■ Required action 1 ■
In the account of an emergency room visit during COVID-19, copy the stretch from "She kept all" through "COVID-19, overall health.".
■ Required action 2 ■
In the account of an emergency room visit during COVID-19, what did the doctor say about supplies for protective wear?

■ Document segment ■
Start of Block

She left the house to go to the grocery store despite my offers to deliver groceries. She left the house again to go to three doctor appointments.

In the past two days, weakness and fever set in and she fell three times. Yesterday she called emergency services to come to her home after a fall to help her up. They took her blood pressure but did not take her temperature.

She kept all of this from me despite my daily check-ins. In my last phone call to her yesterday, I was picking up on slurred speech and disorientation and it was then that she talked of her falls and fever.

This is why we decided to take her the ER late last night. 

We were greeted by a security guard wearing a facemask who used hand sanitizer as we walked into the doorway of the ER. The guard asked the COVID-19 screening questions about symptoms of fever, cough, shortness of breath, and about international travel, contact with anyone who tested positive for COVID-19, overall health.

Based on her answers, we were both immediately issued facemasks as she answered yes to two of those questions, then we were allowed to proceed to the check-in area.

When nurses and doctors came to see her, they wore full masks and shields, gloves and full-cover disposable suits. The doctor commented that supplies for the protective wear are running low.

End of Block

■ Available data ■
Start of Block

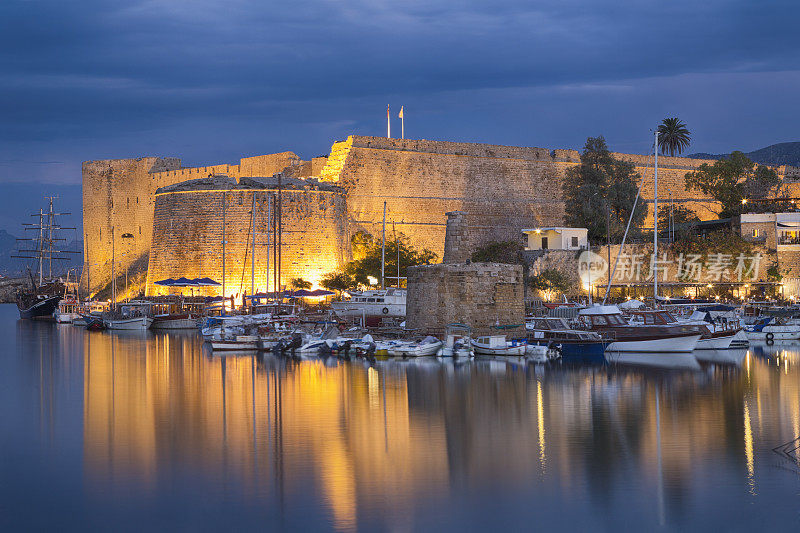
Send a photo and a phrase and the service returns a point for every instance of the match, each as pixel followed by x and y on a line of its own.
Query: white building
pixel 557 238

End of Block

■ Answer section 1 ■
She kept all of this from me despite my daily check-ins. In my last phone call to her yesterday, I was picking up on slurred speech and disorientation and it was then that she talked of her falls and fever.

This is why we decided to take her the ER late last night. 

We were greeted by a security guard wearing a facemask who used hand sanitizer as we walked into the doorway of the ER. The guard asked the COVID-19 screening questions about symptoms of fever, cough, shortness of breath, and about international travel, contact with anyone who tested positive for COVID-19, overall health.

■ Answer section 2 ■
They are running low.